[Défis]:
**A)** Recopiez fidèlement le passage du texte sur l’exposition Cimabue qui s’ouvre sur les mots contenant "J’ai eu la chance" et se termine par "un certain réalisme.".
**B)** Répondez aux questions suivantes d’après le texte sur l’exposition Cimabue.
(i) En quelle année la grande Maesta a-t-elle été confisquée par Napoléon ?
(ii) De quelle peinture Thomas Bohl est-il conservateur ?
(iii) Selon Soulages, comment faut-il regarder le travail de Cimabue ?

J’ai eu la chance de voir l’intéressante et instructive exposition réalisée par le Louvre autour de Cimabue. L’exposition est courte n’occupant qu’un assez petit espace mais fournit un merveilleux écrin à cette œuvre magistrale qu’est la grande Maesta conçue pour l'Église San Francesco de Pise et devenue propriété du musée depuis sa confiscation en 1813 par Napoléon.
Comme le disait il y a une vingtaine d’années le peintre Soulages, on ne parle généralement de Cimabue que comme un précurseur de Giotto, rappelant la formule de Dante à son propos qui signale que l’élève s’est très vite emparé de la gloire promise à l’origine à son maître qui sut peut-être le premier libérer la peinture italienne, sinon occidentale, de l’emprise du style grec hérité de la peinture byzantine, en la faisant accéder à un certain réalisme.
Pour comprendre en détail cette évolution que fait opérer à la peinture l'oeuvre de Cimabue on regardera la stimulante conférence de présentation que Thomas Bohl, Conservateur en charge de la peinture italienne du XIIIème au XVème donne de l'exposition par ses soins montée (https://www.youtube.com/watch?v=eN1hAHPXIL8 )
J’ajouterai toutefois ici deux compléments. Le premier que je viens de découvrir sur le net souligne les différences entre Cimabue et Giotto et a le mérite d’insister sur la spécificité du traitement de la couleur et de la recherche finale de ses effets chez Cimabue. Le second reprend les grandes lignes du commentaire évoqué ci-dessus par Soulages qui insiste sur la nécessité de regarder le travail de Cimabue pour lui-même. Non comme une simple étape de l’histoire de la peinture.

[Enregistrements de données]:
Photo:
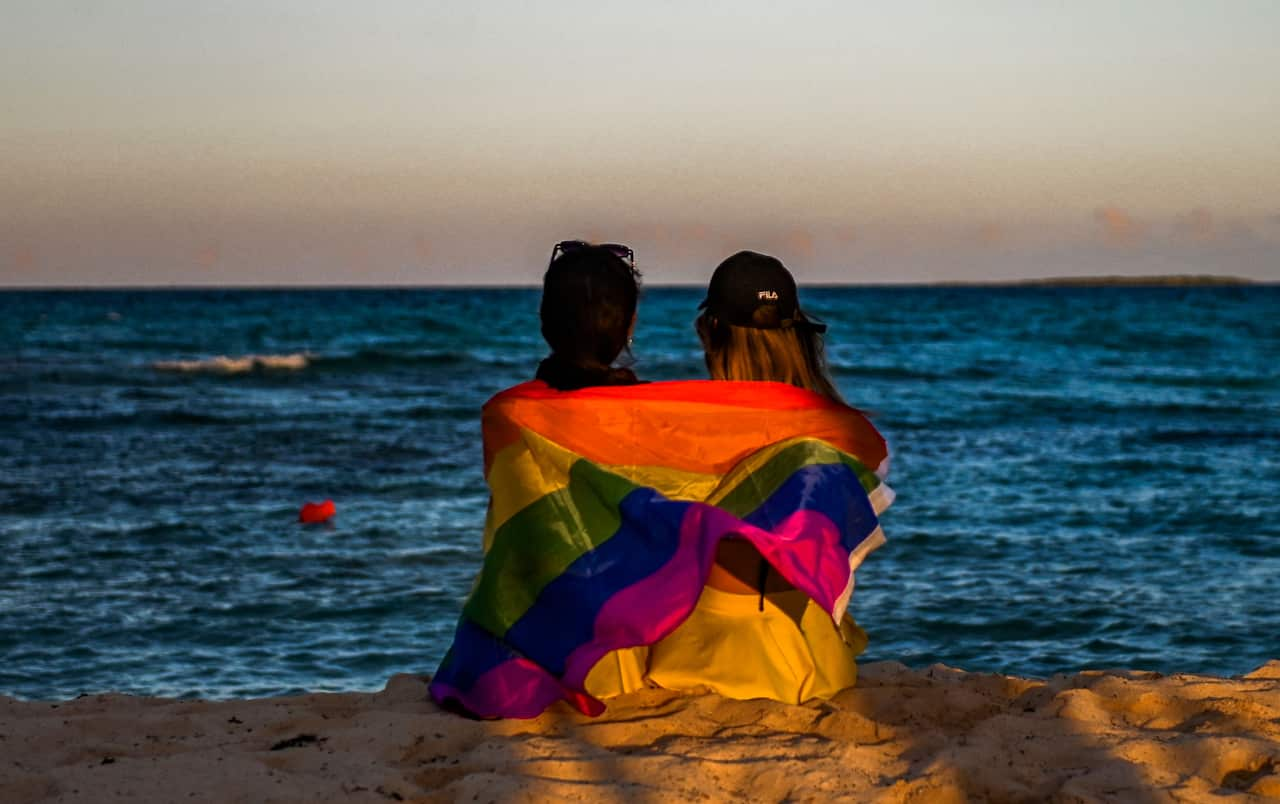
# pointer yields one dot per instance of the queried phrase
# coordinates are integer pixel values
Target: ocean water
(1087, 478)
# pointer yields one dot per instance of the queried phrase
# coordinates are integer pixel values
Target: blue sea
(1086, 476)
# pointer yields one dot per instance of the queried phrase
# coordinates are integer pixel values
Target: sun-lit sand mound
(903, 735)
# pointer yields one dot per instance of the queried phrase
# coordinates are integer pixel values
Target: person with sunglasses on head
(611, 498)
(753, 634)
(588, 314)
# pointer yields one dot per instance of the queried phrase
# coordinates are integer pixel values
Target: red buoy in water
(318, 512)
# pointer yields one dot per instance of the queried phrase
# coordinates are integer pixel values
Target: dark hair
(589, 301)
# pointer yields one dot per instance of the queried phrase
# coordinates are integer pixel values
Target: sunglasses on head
(618, 250)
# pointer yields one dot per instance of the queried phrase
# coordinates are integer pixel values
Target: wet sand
(903, 735)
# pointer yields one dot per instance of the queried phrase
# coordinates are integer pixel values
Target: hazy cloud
(990, 233)
(1119, 228)
(209, 255)
(1197, 224)
(799, 242)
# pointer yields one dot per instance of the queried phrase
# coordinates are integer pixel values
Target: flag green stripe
(542, 540)
(759, 485)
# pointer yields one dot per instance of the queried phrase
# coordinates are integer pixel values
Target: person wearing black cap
(753, 328)
(752, 634)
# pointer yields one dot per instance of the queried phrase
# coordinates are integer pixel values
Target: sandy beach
(903, 735)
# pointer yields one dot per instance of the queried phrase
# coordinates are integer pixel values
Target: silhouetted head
(753, 328)
(588, 310)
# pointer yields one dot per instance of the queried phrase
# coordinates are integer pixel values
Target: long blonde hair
(790, 355)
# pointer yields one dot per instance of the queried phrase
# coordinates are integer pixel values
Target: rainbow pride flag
(607, 506)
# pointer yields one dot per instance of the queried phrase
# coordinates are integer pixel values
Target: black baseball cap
(749, 281)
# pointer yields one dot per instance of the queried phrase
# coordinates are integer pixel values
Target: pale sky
(411, 142)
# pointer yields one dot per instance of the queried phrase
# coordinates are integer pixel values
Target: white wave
(243, 364)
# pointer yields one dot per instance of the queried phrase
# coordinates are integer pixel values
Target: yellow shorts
(789, 652)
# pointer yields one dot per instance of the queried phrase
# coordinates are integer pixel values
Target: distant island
(1114, 281)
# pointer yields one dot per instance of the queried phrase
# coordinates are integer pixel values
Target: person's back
(753, 635)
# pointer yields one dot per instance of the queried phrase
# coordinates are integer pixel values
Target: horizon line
(1083, 281)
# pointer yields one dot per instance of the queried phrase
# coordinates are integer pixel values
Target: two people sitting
(688, 535)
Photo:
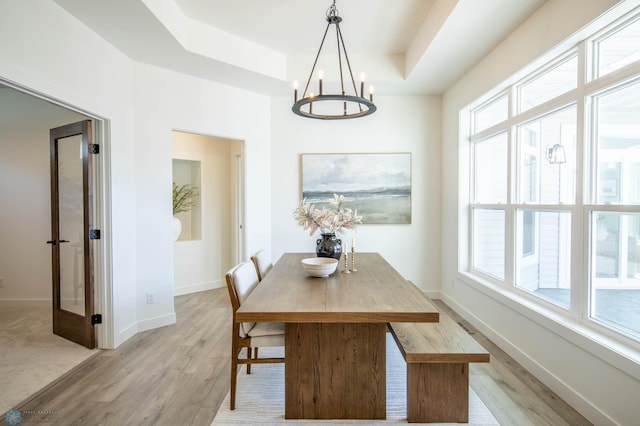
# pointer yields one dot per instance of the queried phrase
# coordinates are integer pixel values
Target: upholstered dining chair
(241, 281)
(262, 263)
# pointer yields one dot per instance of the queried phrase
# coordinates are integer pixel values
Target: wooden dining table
(335, 332)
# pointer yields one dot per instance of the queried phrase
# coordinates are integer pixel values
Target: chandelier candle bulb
(346, 264)
(359, 105)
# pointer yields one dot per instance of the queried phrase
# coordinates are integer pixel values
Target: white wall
(167, 101)
(401, 124)
(52, 53)
(597, 380)
(25, 210)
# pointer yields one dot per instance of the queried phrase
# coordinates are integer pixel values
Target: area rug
(31, 356)
(260, 396)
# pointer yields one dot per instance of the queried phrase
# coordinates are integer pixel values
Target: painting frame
(377, 185)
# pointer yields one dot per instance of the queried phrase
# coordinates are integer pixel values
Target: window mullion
(579, 252)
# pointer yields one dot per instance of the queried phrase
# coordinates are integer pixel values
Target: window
(555, 184)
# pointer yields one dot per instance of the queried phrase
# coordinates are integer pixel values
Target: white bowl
(320, 266)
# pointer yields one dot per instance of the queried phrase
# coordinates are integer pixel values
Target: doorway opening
(211, 238)
(25, 258)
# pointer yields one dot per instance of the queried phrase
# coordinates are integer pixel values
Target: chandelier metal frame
(364, 106)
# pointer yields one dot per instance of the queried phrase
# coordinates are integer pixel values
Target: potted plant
(183, 196)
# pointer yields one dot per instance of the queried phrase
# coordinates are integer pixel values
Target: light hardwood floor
(179, 375)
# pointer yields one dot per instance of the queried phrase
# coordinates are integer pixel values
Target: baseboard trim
(195, 288)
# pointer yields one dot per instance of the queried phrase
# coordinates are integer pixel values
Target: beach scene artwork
(378, 185)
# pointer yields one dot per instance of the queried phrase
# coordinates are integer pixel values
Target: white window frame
(586, 179)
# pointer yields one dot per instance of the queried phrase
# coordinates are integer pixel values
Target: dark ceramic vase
(329, 246)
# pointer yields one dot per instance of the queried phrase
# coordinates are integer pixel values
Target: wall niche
(188, 172)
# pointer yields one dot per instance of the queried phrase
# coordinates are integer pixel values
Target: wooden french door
(71, 232)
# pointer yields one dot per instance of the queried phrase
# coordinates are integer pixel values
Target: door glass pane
(544, 255)
(542, 179)
(488, 241)
(71, 221)
(615, 282)
(490, 164)
(618, 139)
(554, 82)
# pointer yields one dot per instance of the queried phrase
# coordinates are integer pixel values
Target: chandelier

[Corrigé des exercices]:
**A)**
J’ai eu la chance de voir l’intéressante et instructive exposition réalisée par le Louvre autour de Cimabue. L’exposition est courte n’occupant qu’un assez petit espace mais fournit un merveilleux écrin à cette œuvre magistrale qu’est la grande Maesta conçue pour l'Église San Francesco de Pise et devenue propriété du musée depuis sa confiscation en 1813 par Napoléon.
Comme le disait il y a une vingtaine d’années le peintre Soulages, on ne parle généralement de Cimabue que comme un précurseur de Giotto, rappelant la formule de Dante à son propos qui signale que l’élève s’est très vite emparé de la gloire promise à l’origine à son maître qui sut peut-être le premier libérer la peinture italienne, sinon occidentale, de l’emprise du style grec hérité de la peinture byzantine, en la faisant accéder à un certain réalisme.

**B)**
(i) En 1813.
(ii) De la peinture italienne du XIIIème au XVème.
(iii) Pour lui-même, et non comme une simple étape de l’histoire de la peinture.